• [Record list]

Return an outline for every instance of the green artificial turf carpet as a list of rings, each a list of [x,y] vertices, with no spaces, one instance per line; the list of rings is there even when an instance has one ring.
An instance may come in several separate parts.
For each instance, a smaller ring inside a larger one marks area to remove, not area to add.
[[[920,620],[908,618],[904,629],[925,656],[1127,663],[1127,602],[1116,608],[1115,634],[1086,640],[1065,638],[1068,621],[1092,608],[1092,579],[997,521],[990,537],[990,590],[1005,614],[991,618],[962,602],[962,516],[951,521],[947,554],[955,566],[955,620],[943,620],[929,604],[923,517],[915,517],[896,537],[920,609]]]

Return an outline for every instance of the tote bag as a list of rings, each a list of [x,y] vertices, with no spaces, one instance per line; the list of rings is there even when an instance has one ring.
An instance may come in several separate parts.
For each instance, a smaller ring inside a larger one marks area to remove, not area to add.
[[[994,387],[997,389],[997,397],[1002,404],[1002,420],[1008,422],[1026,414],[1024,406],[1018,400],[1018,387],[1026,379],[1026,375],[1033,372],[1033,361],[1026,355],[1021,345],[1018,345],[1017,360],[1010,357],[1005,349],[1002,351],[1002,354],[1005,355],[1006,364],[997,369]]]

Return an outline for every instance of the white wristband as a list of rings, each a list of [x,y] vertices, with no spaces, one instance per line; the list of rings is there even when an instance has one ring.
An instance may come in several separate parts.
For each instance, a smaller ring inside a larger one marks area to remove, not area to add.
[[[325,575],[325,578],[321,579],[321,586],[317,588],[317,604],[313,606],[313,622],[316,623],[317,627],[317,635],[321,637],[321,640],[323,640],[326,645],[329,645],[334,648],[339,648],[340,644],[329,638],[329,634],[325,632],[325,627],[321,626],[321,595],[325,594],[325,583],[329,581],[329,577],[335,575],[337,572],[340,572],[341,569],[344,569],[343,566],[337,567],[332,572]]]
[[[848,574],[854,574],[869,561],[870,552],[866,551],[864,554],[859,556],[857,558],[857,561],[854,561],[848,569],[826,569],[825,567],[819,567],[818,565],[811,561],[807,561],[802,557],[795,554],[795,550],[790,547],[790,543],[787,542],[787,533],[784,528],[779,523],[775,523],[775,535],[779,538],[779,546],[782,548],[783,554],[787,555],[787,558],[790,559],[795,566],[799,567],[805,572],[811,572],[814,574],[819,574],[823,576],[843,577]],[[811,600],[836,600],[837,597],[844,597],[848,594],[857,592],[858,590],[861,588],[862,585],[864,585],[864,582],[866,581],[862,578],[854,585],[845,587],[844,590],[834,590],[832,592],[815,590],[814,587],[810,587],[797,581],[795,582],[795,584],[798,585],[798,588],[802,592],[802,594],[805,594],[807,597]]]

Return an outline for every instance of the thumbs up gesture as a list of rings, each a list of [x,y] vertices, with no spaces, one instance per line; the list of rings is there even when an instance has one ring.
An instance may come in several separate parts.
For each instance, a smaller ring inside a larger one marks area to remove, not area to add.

• [Written task] Turn every line of the listing above into a numbered list, leaving out the blank lines.

• [Task answer]
1. Return an outline for every instance of the green artificial turf carpet as a list of rings, each a list of [x,y] vertices, with no spaces, one instance per line; the list of rings is there even when an instance has one ring.
2. An instance may come in several separate parts.
3. For each instance, a smaller ring inside a larger one marks area to remove, not area to add.
4. [[[920,620],[908,618],[904,629],[925,656],[1127,663],[1127,602],[1116,608],[1115,634],[1086,640],[1065,638],[1068,621],[1092,608],[1092,579],[997,521],[990,537],[990,590],[1005,614],[991,618],[962,602],[962,516],[951,521],[947,554],[955,566],[955,620],[943,620],[929,604],[923,517],[915,517],[896,537],[920,609]]]
5. Return an outline for every instance of the tote bag as a list of rings, each a list of [x,y] vertices, with no spaces, one instance per line; the list of rings is there even when an instance has one ring.
6. An instance may come in several separate parts.
7. For each instance, a smaller ring inside a larger one marks area to remove, not area to add.
8. [[[994,387],[997,389],[997,397],[1002,404],[1002,420],[1008,422],[1026,414],[1024,406],[1018,400],[1018,387],[1026,379],[1026,375],[1033,372],[1033,361],[1026,355],[1021,345],[1018,345],[1017,360],[1010,357],[1005,349],[1002,351],[1002,354],[1005,355],[1006,364],[997,369]]]
9. Return an outline for every instance of the white wristband as a list of rings, each a list of [x,y] vertices, with no spaces, one instance per line; the list of rings is there even when an instance has one ring.
10. An instance may come in several separate parts.
11. For each instance, a smaller ring inside a larger one marks area to remove, not area to add.
12. [[[325,575],[325,578],[321,579],[321,586],[317,588],[317,604],[313,606],[313,622],[316,623],[317,627],[317,635],[321,637],[321,640],[323,640],[326,645],[329,645],[334,648],[339,648],[340,644],[329,638],[329,634],[325,632],[325,627],[321,626],[321,595],[325,594],[325,583],[329,581],[329,577],[335,575],[337,572],[340,572],[341,569],[344,569],[343,566],[337,567],[332,572]]]
13. [[[848,574],[854,574],[869,561],[870,552],[866,551],[864,554],[859,556],[857,558],[857,561],[854,561],[848,569],[826,569],[825,567],[819,567],[818,565],[811,561],[807,561],[802,557],[795,554],[795,550],[790,547],[790,543],[787,542],[787,533],[784,528],[779,523],[775,523],[775,535],[779,538],[779,546],[782,548],[783,554],[787,555],[787,558],[790,559],[795,566],[799,567],[805,572],[811,572],[814,574],[819,574],[823,576],[843,577]],[[811,600],[836,600],[837,597],[844,597],[848,594],[857,592],[858,590],[861,588],[862,585],[864,585],[864,582],[866,581],[862,578],[854,585],[845,587],[844,590],[834,590],[832,592],[815,590],[814,587],[810,587],[797,581],[795,582],[795,584],[798,585],[798,588],[802,592],[802,594],[805,594],[807,597]]]
14. Return an outline for every instance of the thumbs up gesture as a list of rings, each a list of [x,y] vertices, with no spaces, one instance per line; the list of rings is there even when an instance has one ring.
15. An instance may come in several separate parts.
16. For each instance, a smaller ring inside a larger one marks area to remove, not area to add.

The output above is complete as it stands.